◆ Short task ◆
Copy out the material word for word, from the line containing "of the dirt" through the end of the material. Include both the first and last lines, and nothing before that starting line.

◆ Provided records ◆
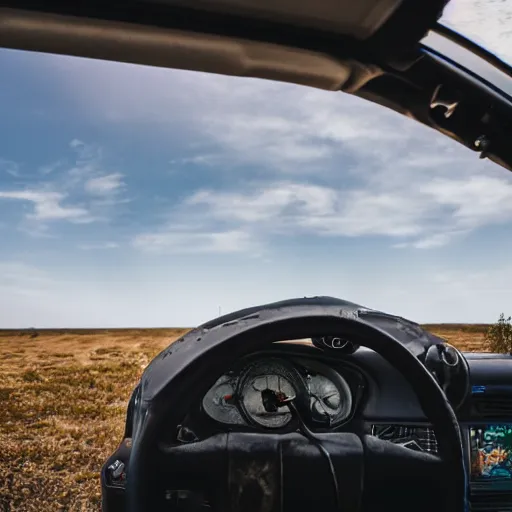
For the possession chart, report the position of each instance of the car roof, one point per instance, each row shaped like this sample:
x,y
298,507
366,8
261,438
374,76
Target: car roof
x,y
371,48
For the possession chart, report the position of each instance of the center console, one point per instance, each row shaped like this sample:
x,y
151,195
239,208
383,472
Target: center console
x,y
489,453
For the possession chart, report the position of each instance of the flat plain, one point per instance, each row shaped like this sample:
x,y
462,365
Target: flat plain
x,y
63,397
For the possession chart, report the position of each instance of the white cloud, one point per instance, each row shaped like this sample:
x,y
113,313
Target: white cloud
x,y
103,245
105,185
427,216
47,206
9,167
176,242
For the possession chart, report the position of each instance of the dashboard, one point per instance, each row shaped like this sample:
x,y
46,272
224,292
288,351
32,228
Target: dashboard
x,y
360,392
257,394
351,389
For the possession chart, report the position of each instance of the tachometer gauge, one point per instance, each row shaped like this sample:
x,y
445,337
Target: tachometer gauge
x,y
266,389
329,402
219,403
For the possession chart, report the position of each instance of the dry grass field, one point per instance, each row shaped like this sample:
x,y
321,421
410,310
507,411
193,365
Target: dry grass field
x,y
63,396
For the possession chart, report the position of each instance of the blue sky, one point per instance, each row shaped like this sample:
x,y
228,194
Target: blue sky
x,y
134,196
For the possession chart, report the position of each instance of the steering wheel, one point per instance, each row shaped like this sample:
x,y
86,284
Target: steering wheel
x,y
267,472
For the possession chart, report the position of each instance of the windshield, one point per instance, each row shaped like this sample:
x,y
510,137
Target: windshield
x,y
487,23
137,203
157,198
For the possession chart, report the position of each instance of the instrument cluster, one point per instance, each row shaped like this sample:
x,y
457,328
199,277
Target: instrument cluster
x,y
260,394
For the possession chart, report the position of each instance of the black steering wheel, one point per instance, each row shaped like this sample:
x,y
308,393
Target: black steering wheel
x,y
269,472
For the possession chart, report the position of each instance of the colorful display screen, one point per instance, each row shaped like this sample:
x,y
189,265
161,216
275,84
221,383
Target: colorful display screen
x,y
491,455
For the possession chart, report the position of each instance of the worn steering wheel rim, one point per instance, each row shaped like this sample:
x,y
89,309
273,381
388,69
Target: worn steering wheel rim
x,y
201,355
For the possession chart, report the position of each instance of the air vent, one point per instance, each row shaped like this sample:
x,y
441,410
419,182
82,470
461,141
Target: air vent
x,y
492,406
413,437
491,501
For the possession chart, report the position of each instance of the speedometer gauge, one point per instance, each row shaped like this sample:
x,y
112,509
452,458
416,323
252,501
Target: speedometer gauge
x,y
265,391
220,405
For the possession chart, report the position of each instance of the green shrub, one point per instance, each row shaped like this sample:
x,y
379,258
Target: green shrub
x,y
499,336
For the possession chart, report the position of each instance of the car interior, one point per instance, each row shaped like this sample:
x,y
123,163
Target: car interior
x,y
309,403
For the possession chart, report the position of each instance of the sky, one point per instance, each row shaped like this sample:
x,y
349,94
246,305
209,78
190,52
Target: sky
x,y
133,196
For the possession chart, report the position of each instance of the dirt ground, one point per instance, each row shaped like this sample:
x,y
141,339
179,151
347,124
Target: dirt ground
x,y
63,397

◆ Task answer ◆
For the possession chart, report the position of each instance of the dirt ground, one point per instance, each row shaped like this sample:
x,y
141,339
179,151
347,124
Target: dirt ground
x,y
63,397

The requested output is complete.